#### GOAL
Please tally the lines of the items below that contain the string "pavement", and reply with that number alone.

Extracted items
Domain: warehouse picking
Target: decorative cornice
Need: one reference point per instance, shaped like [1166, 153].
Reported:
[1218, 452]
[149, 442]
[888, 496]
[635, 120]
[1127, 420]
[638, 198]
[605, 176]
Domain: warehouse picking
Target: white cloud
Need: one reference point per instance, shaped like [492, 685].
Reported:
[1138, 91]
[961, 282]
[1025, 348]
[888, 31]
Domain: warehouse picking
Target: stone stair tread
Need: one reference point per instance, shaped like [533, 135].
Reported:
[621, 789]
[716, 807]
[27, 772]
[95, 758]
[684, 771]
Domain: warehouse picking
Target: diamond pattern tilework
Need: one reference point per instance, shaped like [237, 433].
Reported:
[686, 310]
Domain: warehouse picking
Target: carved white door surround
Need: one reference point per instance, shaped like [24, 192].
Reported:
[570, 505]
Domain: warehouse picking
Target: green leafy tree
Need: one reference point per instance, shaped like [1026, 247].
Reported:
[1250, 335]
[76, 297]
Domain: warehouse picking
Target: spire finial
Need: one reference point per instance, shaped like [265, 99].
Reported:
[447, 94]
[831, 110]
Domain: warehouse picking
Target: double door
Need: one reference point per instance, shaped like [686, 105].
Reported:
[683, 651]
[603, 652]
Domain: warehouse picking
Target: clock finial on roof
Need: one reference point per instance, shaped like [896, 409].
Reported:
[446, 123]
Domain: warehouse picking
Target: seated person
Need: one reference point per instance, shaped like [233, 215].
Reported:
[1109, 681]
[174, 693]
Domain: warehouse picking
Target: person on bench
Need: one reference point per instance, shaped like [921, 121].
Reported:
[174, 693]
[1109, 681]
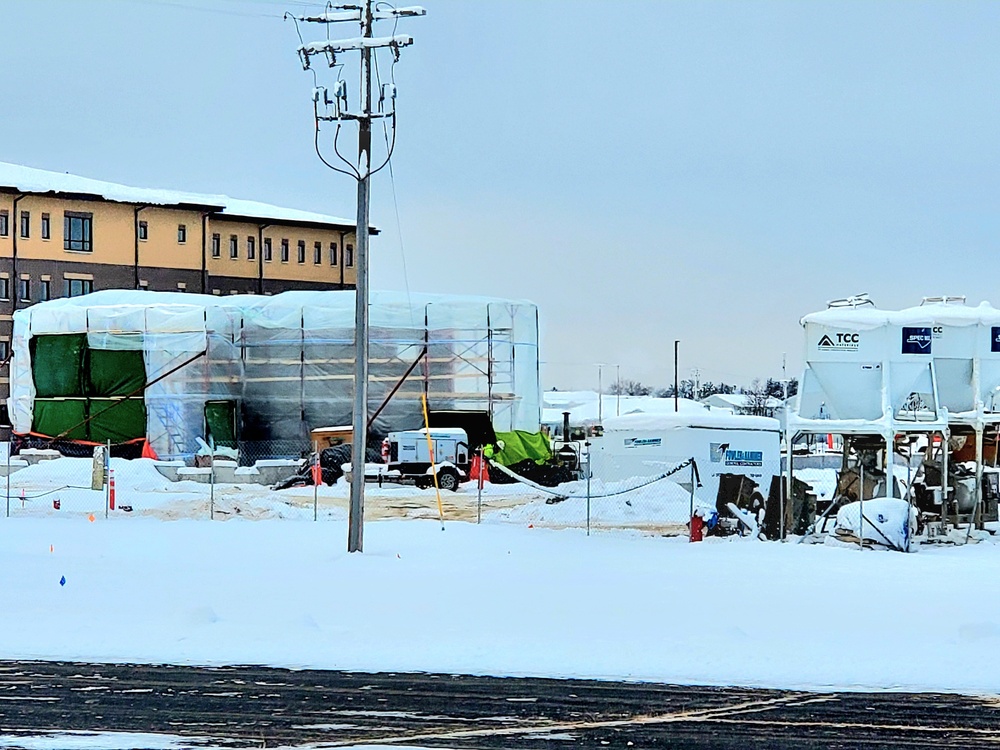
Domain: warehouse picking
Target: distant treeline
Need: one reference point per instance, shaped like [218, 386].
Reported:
[759, 389]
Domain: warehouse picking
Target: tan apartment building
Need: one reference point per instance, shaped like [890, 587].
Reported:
[62, 235]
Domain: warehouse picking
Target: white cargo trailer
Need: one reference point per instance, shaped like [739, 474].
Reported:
[647, 444]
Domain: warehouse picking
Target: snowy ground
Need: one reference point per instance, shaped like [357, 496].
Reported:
[660, 507]
[500, 599]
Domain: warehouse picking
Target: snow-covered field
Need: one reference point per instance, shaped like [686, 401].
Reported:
[661, 506]
[500, 599]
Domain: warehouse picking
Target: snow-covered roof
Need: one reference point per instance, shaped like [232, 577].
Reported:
[15, 177]
[866, 318]
[718, 419]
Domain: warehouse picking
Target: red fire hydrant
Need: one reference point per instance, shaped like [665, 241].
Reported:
[697, 528]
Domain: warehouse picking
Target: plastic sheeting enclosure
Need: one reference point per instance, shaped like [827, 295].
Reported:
[278, 366]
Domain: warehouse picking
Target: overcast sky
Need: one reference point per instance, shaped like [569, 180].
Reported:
[643, 171]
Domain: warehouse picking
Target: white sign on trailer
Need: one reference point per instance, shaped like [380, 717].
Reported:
[644, 445]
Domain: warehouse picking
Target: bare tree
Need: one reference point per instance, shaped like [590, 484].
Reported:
[757, 399]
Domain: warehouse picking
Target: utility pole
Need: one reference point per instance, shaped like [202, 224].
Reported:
[600, 393]
[677, 391]
[618, 390]
[337, 110]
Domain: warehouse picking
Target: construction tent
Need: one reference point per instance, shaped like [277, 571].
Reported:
[170, 368]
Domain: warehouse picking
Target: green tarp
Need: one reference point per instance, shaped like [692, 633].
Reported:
[53, 416]
[124, 420]
[57, 364]
[115, 373]
[74, 382]
[220, 418]
[521, 445]
[117, 420]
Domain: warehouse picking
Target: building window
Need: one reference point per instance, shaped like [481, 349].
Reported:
[77, 231]
[78, 287]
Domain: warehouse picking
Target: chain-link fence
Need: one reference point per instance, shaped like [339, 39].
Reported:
[272, 480]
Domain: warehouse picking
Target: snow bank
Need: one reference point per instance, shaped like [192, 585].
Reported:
[881, 520]
[501, 600]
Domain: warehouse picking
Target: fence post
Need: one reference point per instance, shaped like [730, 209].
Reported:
[211, 483]
[107, 479]
[479, 483]
[691, 501]
[586, 444]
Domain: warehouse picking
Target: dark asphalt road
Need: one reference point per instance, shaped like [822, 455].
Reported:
[260, 707]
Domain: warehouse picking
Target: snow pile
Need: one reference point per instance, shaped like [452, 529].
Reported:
[883, 521]
[501, 600]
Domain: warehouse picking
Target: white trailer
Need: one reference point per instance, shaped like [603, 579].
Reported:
[647, 444]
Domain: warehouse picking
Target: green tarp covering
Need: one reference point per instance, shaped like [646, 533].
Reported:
[220, 418]
[117, 420]
[115, 373]
[57, 364]
[125, 420]
[53, 416]
[74, 382]
[521, 445]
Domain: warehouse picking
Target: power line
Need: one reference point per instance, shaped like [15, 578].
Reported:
[337, 110]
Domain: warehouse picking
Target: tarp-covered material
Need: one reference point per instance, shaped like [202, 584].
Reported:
[882, 520]
[288, 360]
[54, 416]
[58, 365]
[519, 445]
[117, 420]
[115, 373]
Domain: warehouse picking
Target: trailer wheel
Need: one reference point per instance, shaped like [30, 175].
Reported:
[448, 479]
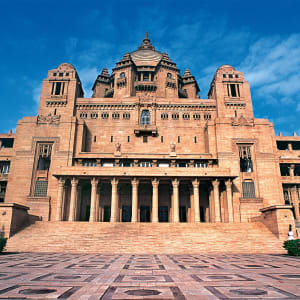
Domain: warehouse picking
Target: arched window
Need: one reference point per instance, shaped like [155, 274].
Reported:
[145, 117]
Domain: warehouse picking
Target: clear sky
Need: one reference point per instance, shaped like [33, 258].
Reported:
[260, 38]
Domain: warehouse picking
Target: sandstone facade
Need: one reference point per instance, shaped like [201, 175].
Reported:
[146, 148]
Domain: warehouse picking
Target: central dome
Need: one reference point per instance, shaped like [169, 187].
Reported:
[146, 55]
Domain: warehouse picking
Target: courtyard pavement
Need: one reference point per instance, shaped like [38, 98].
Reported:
[104, 276]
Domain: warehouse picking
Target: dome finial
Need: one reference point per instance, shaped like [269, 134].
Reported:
[146, 44]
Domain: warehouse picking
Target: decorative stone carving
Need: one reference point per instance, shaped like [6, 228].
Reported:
[242, 121]
[49, 119]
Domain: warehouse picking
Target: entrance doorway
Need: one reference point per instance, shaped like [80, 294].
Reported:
[145, 214]
[126, 213]
[163, 214]
[182, 214]
[106, 214]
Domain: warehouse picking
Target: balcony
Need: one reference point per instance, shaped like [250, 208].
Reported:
[171, 83]
[150, 86]
[147, 129]
[109, 93]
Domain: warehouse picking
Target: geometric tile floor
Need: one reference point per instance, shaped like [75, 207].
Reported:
[103, 276]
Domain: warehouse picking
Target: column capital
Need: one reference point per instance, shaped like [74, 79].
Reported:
[61, 181]
[134, 181]
[155, 182]
[114, 181]
[196, 182]
[215, 183]
[175, 182]
[94, 181]
[74, 181]
[228, 183]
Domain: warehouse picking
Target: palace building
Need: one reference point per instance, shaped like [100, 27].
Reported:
[145, 148]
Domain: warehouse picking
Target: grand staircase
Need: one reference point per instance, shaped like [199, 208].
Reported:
[147, 238]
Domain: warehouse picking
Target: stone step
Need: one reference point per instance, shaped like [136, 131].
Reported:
[85, 237]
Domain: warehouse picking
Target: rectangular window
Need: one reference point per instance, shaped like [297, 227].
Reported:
[248, 189]
[246, 164]
[40, 188]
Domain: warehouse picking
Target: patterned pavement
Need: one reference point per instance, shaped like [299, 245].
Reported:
[104, 276]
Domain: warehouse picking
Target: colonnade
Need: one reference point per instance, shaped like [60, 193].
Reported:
[214, 202]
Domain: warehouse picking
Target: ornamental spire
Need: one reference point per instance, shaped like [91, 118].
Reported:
[146, 44]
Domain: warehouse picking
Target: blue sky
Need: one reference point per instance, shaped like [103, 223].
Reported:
[260, 38]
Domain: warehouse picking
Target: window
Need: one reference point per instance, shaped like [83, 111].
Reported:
[186, 116]
[94, 115]
[89, 163]
[146, 164]
[104, 115]
[115, 115]
[164, 116]
[233, 90]
[175, 116]
[196, 116]
[40, 189]
[245, 159]
[146, 76]
[207, 116]
[44, 157]
[200, 164]
[248, 188]
[4, 167]
[58, 88]
[83, 115]
[145, 117]
[126, 116]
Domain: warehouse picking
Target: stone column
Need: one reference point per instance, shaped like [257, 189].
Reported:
[155, 183]
[175, 203]
[215, 184]
[98, 203]
[59, 201]
[135, 186]
[72, 212]
[295, 202]
[196, 200]
[292, 170]
[94, 183]
[228, 184]
[114, 200]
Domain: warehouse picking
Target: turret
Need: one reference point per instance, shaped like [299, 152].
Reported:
[232, 93]
[59, 91]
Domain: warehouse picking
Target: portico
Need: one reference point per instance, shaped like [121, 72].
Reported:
[144, 199]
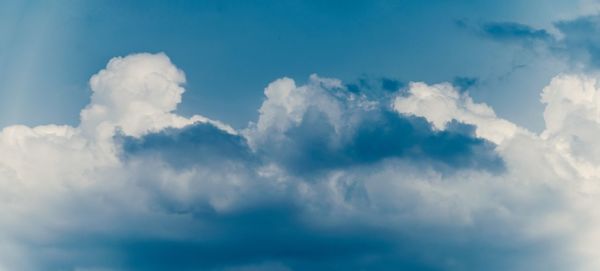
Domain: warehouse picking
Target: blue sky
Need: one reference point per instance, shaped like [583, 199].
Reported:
[299, 135]
[231, 50]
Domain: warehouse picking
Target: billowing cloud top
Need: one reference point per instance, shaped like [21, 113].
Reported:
[424, 178]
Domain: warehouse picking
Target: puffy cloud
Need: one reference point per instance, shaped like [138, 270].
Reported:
[424, 178]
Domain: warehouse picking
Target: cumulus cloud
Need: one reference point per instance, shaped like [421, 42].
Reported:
[327, 178]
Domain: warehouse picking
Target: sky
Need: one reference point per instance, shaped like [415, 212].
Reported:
[299, 135]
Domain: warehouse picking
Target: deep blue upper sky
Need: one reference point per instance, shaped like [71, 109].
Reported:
[231, 50]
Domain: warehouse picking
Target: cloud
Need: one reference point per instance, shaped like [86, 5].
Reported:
[515, 32]
[575, 41]
[422, 178]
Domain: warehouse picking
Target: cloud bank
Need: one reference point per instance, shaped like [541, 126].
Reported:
[327, 178]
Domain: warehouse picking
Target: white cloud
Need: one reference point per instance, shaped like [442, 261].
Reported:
[70, 195]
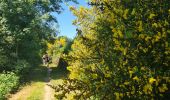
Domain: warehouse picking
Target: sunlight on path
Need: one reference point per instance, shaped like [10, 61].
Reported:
[32, 91]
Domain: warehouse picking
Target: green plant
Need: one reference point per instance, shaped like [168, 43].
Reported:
[8, 82]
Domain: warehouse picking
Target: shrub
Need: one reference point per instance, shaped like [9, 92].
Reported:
[8, 82]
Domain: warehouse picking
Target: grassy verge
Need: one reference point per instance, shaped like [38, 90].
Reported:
[34, 89]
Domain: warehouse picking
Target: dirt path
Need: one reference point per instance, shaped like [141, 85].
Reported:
[39, 89]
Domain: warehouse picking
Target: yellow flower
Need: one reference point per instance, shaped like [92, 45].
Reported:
[126, 83]
[163, 88]
[151, 16]
[125, 13]
[151, 80]
[147, 89]
[136, 78]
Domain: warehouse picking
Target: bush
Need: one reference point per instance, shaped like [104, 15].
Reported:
[8, 82]
[22, 68]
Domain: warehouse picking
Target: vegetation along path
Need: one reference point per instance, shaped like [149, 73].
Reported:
[39, 89]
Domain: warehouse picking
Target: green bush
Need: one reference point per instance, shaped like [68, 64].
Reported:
[8, 82]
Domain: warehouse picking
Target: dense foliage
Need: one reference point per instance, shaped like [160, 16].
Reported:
[25, 26]
[58, 49]
[121, 52]
[8, 82]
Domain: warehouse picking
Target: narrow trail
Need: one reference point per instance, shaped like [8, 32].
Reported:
[39, 88]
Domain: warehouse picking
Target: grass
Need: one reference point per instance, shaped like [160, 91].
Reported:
[34, 89]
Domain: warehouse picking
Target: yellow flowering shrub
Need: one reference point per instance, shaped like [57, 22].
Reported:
[122, 52]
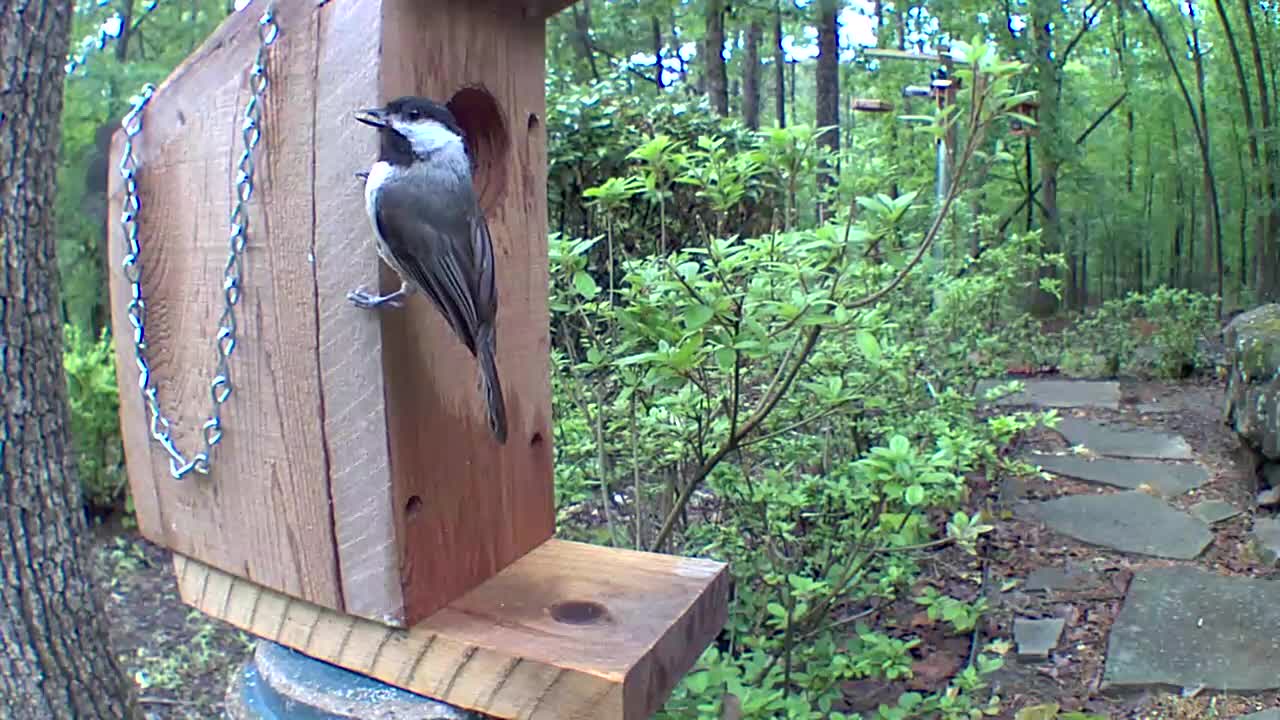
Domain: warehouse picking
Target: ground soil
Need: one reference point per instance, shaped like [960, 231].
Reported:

#### EXPECTED ANSWER
2